> **ФРАГМЕНТ СТРАНИЦЫ**:

☆ ☆ ☆ ☆ ☆

Сущность такого рода отношений между явлениями сна и бодрствования мы смогли для себя определить (собрав в одно своё определение все представленные нами выше многообразные формы метафорно-символического описания характера этих отношений и сведя их к единому принципу своего понимания сути того, что они собой означают) – как отношения образования форм взаимной и обратной зависимости, суть взаимо-обратной связанности существа этих самых явлений друг с другом.
Подобного рода форма отношения между явлениями сна и бодрствования характеризуется прежде всего тем, что в видимом нами образе мира и бытия (причём без разницы где или как видимом – «во сне» или «наяву») это самое взаимно-обратное отношение их друг к другу обладает свойством неразрывности образуемой им связи, включая сюда и непрерывность существования данной связи «во времени».5
А это в свою очередь значит, что ни тот, ни другой феномен – ни сон, ни явь не могут быть в полной своей мере разделены между собой и в целом отделены друг от друга – рассматриваться как два отдельно взятых, самостоятельно существующих феномена человеческой жизни и деятельности сознания: сон не может вполне отличиться и в целом отделиться от яви, а явь – от сна.
Феномен сна в таком случае нашего его рассмотрения не может стать и вообще быть тем, что он по существу своего явления собственно есть или чем должен являться в бытии нашей жизни – существом явления сна в полной своей мере или «чистом виде». Но может быть лишь только явлением сна неполного (некрепкого, непрочного, неглубокого), стать сном не-вполне или на-половину – может являться одним лишь «своим» полусном или «самой» его полуявью.
Как впрочем, суть равным своим образом, и феномен яви не может стать тем, что он по существу своего явления есть или чем собственно должен являть себя в бытии нашей жизни – существом явления в полной мере и чистом своем виде на-яву. Но может быть только неполным или «нечистым» явлением яви, стать явью являющей себя не-вполне «наяву» или только лишь на-половину явленной (на одну сторону своего явления для нас стать явно «открытой», по другую сторону – быть явно или не-явно от нас «сокрытой») – может являть себя одной только «своей» полуявью или «нашим» полусном.
А потому речь в рассматриваемом нами определении сна идет не о самом сне как таковом, не о сне в полной своей мере глубоком, не о сне «без сновидений» (suṣupti): сне не видящем «себя» и не видимом «нами» – во сне; сне не видящем сон и не видящимся сном; сне не «сновидческом» и не «сновиденческом».

☆ ☆ ☆ ☆ ☆

> **СОДЕРЖИМОЕ НАБОРА ДАННЫХ**:
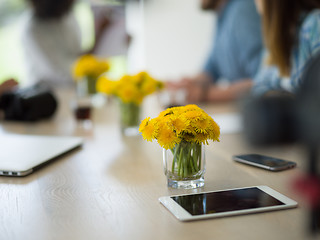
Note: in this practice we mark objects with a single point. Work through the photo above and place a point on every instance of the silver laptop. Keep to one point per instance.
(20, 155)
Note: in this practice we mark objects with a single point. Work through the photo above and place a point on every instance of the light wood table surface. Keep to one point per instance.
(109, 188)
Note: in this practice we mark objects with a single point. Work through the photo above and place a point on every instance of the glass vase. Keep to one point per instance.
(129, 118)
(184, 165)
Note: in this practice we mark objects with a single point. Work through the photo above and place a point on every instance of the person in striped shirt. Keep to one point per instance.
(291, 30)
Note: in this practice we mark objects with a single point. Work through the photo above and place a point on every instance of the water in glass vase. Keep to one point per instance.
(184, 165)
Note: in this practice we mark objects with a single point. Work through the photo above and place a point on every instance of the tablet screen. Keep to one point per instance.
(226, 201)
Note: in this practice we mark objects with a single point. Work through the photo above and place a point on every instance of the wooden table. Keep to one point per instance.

☆ ☆ ☆ ☆ ☆

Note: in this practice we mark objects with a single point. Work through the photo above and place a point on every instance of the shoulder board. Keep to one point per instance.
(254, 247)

☆ ☆ ☆ ☆ ☆

> **ЧТО НУЖНО СДЕЛАТЬ**:
(1) Согласуются ли с отрывком о сне и яви утверждения ниже? Для каждого ответьте «да» или «нет» и подкрепите ответ точной цитатой из отрывка.
(а) Сон и явь можно рассматривать как два отдельных, самостоятельно существующих феномена.
(б) Взаимно-обратная связь сна и бодрствования обладает свойством неразрывности.
(в) В рассматриваемом определении сна речь идет о сне «без сновидений».
(2) Воспроизведите дословно часть отрывка о сне и яви, начиная со слов «Подобного рода форма» и заканчивая словами «явь – от сна.» включительно.

> **ОТВЕТЫ ПО ЗАДАНИЯМ**:
(1)
(а) Нет: «ни сон, ни явь не могут быть в полной своей мере разделены между собой и в целом отделены друг от друга».
(б) Да: «это самое взаимно-обратное отношение их друг к другу обладает свойством неразрывности образуемой им связи».
(в) Нет: «речь в рассматриваемом нами определении сна идет не о самом сне как таковом, не о сне в полной своей мере глубоком, не о сне «без сновидений»».

(2)
Подобного рода форма отношения между явлениями сна и бодрствования характеризуется прежде всего тем, что в видимом нами образе мира и бытия (причём без разницы где или как видимом – «во сне» или «наяву») это самое взаимно-обратное отношение их друг к другу обладает свойством неразрывности образуемой им связи, включая сюда и непрерывность существования данной связи «во времени».5
А это в свою очередь значит, что ни тот, ни другой феномен – ни сон, ни явь не могут быть в полной своей мере разделены между собой и в целом отделены друг от друга – рассматриваться как два отдельно взятых, самостоятельно существующих феномена человеческой жизни и деятельности сознания: сон не может вполне отличиться и в целом отделиться от яви, а явь – от сна.